▶ Request A
Rewrite the records as a JSON list of strings with one string per line, omitting blank lines. Include only the part that runs from the start of the records through the line containing "51), (108, 58)]".

Cesium-containing compounds of hydrated vanadium(V) oxide of general formula СsxV2O5·nH2O, where 0.1 ≤ x ≤ 0.6 and 0.8 ≤ n ≤ 1.2, were prepared by hydrothermal, hydrolytic, and sol–gel processes. The preparation conditions were found to determine the intercalated cation (Cs+) homogeneity range and the vanadium(IV) percentage in the samples. The prepared compounds were characterized by a set of physicochemical methods, namely, IR spectroscopy, X-ray powder diffraction, thermogravimetric analysis, scanning electron microscopy, and low-temperature nitrogen adsorption. The СsxV2O5·nH2O compounds prepared by the hydrolytic and hydrothermal methods had the highest specific surface area, equal to 34.0 and 16.5 m2/g, respectively. The temperature-dependent electrical conductivities of СsxV2O5·nH2O samples were measured to estimate the activation energy of conduction in compounds having various vanadium(IV) percentages. It is only in the high-temperature range that the activation energy of conduction depended on the V4+ percentage in the sample; the least value was found in the hydrothermally prepared Сs0.6V2O5·H2O samples.

▶ Request B
In the text on cesium-containing vanadium oxide compounds, what specific surface area did the compounds prepared by the hydrolytic method have?

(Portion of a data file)
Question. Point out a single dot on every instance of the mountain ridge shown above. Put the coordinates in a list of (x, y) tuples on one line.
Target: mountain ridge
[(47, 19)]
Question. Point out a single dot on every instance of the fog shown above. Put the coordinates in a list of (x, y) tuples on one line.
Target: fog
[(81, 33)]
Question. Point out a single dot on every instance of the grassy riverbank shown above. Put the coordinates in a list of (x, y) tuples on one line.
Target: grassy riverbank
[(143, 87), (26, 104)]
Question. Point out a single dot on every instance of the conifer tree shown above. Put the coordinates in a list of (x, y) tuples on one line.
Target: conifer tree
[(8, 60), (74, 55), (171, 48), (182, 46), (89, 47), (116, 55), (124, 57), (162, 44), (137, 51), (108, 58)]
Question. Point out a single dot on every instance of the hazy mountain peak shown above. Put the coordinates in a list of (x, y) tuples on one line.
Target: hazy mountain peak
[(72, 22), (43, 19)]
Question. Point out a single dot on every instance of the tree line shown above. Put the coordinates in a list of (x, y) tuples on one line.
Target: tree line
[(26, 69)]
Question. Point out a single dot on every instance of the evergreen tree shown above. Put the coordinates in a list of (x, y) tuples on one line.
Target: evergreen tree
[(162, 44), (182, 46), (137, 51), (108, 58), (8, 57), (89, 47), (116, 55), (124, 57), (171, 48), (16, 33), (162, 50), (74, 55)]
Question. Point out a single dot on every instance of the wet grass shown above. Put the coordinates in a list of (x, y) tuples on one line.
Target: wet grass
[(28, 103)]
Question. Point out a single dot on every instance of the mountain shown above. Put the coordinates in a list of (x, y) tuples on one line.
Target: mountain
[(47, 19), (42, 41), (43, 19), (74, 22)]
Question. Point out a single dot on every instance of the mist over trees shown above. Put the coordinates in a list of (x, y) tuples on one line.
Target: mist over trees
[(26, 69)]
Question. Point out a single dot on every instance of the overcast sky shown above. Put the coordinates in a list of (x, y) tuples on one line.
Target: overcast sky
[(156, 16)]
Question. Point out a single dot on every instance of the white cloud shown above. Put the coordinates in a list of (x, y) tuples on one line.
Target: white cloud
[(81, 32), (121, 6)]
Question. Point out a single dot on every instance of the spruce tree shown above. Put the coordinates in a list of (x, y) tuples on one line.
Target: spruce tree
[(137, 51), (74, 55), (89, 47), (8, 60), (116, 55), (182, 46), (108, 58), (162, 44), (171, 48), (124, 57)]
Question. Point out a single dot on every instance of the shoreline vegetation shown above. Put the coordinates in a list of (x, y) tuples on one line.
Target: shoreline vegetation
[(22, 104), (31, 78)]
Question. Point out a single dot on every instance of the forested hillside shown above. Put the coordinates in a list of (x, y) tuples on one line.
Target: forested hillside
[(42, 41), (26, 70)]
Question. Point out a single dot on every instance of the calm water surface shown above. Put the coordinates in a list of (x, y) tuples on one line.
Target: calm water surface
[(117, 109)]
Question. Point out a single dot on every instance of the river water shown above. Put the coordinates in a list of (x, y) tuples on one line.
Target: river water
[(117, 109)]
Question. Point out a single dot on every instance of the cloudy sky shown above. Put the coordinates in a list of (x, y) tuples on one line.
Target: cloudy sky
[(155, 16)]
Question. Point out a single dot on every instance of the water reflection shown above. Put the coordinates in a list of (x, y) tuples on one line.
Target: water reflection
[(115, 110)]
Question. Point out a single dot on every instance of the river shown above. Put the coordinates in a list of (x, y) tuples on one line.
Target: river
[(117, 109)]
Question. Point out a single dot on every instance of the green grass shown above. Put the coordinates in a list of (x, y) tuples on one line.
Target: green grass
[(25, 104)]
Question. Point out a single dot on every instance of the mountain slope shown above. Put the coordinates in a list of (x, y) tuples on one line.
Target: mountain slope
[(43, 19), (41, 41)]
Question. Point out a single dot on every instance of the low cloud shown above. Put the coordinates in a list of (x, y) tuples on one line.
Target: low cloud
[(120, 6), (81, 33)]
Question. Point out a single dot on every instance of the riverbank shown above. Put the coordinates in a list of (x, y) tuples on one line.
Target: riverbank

▶ Exercise result A
[
  "Question. Point out a single dot on every instance of the mountain ridge shown above. Put the coordinates in a list of (x, y) tuples on one line.",
  "Target: mountain ridge",
  "[(47, 19)]",
  "Question. Point out a single dot on every instance of the fog shown above. Put the coordinates in a list of (x, y) tuples on one line.",
  "Target: fog",
  "[(81, 33)]",
  "Question. Point out a single dot on every instance of the grassy riverbank shown above. Put the coordinates in a list of (x, y) tuples on one line.",
  "Target: grassy riverbank",
  "[(143, 87), (26, 104)]",
  "Question. Point out a single dot on every instance of the conifer tree shown above. Put the coordinates in a list of (x, y) tuples on one line.",
  "Target: conifer tree",
  "[(8, 60), (74, 55), (171, 48), (182, 46), (89, 47), (116, 55), (124, 57), (162, 44), (137, 51), (108, 58)]"
]

▶ Exercise result B
34.0 m2/g